# Rescue Golden...Overweight



## OutWest (Oct 6, 2011)

Others on here have more experience than I, but I'd give him some carrots and beans and see how he takes to them. If there's no stomach upset, I don't think you'll see one down the road. You can also give them in the dinner bowl and cut back on the kibble. Makes him feel fuller. Other veggies are good too, such as peas and broccoli. You can give frozen veggies too--make sure no salt has been added. If he can eat dairy, you might try giving a bit of nonfat yogurt with no additives. Low in calories but adds flavor and can be filling. 

Poke around on here and you'll find other threads on overweight dogs and how people dieted them. When I put my toy spaniel on a diet, I basically just cut her food back. I gave her veggies at first then stopped. She gave me the sad eyes for a long time and I learned to ignore them!


----------



## dwiley (Aug 19, 2012)

^^^^

WHAT YOU NEED TO DO:
(1) According to the thread on the overweight rescue golden, why put vegetables in the dinner bowl and cut back on the kibble? Answer in one to three sentences.
(2) From the thread on the overweight rescue golden, extract the part that opens with the words containing "Poke around on" and closes with "to ignore them!".
None of these tasks calls for the entries in the coordinate labeling data.

Coordinate labeling data:
^^^^

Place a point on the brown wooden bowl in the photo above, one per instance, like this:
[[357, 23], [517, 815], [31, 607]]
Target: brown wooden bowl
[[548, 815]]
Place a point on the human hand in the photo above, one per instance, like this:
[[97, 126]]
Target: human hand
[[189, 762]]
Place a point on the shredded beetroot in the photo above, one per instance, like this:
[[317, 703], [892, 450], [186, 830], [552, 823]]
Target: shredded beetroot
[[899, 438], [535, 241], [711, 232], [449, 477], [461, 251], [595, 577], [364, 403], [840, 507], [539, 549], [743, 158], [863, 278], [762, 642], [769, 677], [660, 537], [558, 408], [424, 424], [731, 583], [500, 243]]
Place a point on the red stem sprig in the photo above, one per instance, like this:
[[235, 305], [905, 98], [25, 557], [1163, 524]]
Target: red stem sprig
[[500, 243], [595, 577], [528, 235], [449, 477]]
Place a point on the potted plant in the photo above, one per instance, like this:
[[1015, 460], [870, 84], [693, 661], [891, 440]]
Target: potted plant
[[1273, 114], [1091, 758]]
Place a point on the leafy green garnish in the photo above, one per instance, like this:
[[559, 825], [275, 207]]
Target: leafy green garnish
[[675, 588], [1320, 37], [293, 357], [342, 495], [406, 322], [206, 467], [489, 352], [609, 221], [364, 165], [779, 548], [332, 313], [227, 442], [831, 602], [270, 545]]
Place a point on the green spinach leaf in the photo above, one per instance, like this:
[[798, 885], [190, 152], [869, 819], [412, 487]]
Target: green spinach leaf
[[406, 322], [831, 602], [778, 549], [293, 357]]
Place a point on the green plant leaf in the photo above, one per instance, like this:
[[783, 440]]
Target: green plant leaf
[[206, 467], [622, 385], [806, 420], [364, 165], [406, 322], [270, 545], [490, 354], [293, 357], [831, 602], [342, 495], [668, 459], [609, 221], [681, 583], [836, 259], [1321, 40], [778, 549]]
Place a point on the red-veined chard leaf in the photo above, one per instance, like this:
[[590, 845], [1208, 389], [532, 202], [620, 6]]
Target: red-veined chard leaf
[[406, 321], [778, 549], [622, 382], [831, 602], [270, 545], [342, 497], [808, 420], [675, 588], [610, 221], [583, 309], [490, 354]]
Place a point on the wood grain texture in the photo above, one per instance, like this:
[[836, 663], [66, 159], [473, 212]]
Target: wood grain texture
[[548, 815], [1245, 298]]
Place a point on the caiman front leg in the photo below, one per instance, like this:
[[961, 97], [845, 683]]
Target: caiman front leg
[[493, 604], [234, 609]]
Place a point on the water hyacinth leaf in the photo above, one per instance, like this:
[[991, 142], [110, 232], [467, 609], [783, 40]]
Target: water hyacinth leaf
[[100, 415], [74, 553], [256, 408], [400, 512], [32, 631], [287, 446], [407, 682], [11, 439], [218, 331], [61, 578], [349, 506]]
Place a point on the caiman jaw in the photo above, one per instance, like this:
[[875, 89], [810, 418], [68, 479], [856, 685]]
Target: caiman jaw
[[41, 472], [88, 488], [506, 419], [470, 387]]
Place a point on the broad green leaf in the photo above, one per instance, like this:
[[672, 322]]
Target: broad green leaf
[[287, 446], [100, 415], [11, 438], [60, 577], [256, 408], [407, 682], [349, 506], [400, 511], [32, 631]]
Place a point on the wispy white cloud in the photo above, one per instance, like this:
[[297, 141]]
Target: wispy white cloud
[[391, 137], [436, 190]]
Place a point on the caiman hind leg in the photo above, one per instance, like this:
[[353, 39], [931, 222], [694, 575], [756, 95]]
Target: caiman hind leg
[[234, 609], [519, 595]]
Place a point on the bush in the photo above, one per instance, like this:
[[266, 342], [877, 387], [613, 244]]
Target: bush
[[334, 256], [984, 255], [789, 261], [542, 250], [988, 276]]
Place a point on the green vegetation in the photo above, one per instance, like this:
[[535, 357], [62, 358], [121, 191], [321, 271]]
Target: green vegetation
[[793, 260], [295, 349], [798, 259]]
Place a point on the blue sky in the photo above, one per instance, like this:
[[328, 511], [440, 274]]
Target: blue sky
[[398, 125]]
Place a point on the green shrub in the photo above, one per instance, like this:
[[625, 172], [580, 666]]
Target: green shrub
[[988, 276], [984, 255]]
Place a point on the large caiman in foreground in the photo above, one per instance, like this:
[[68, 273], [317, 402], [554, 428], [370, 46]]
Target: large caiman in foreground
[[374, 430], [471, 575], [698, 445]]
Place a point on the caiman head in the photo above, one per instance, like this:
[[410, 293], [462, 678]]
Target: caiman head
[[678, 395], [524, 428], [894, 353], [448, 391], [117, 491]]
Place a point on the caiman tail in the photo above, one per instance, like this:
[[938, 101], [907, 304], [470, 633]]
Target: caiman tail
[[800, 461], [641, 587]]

^^^^

FINAL ANSWERS:
(1) The thread says that giving vegetables in the dinner bowl while cutting back on the kibble makes the dog feel fuller.

(2)
Poke around on here and you'll find other threads on overweight dogs and how people dieted them. When I put my toy spaniel on a diet, I basically just cut her food back. I gave her veggies at first then stopped. She gave me the sad eyes for a long time and I learned to ignore them!